- [Task description]: Repeat the listing that follows character for character, omitting images.

- [The data]:

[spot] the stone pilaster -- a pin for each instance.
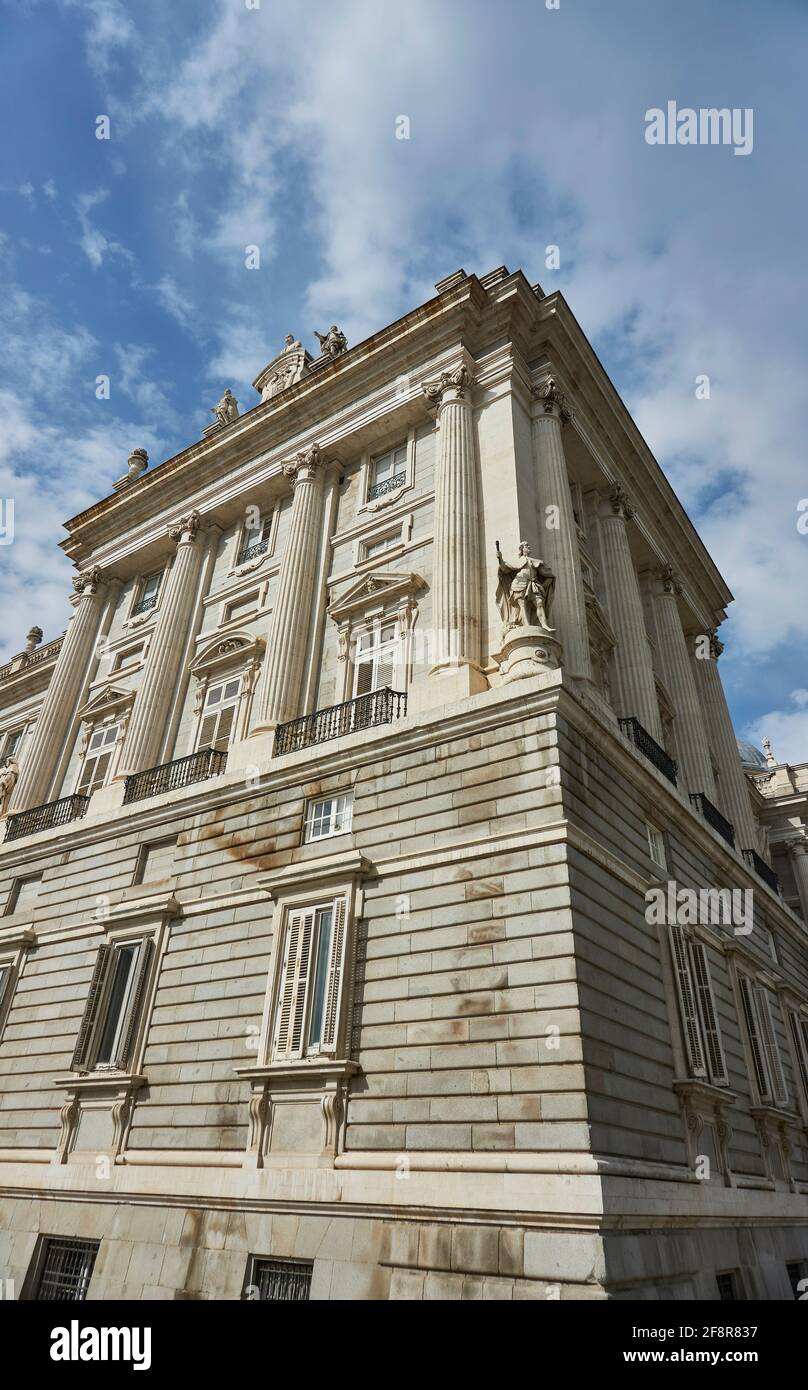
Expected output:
(285, 656)
(64, 694)
(733, 792)
(559, 545)
(456, 581)
(634, 687)
(798, 854)
(689, 723)
(163, 670)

- [Finished exercise]:
[spot] the stone pilaster -- a pin for each instance.
Expected output:
(285, 656)
(64, 694)
(733, 792)
(559, 545)
(456, 581)
(634, 687)
(798, 854)
(689, 723)
(163, 670)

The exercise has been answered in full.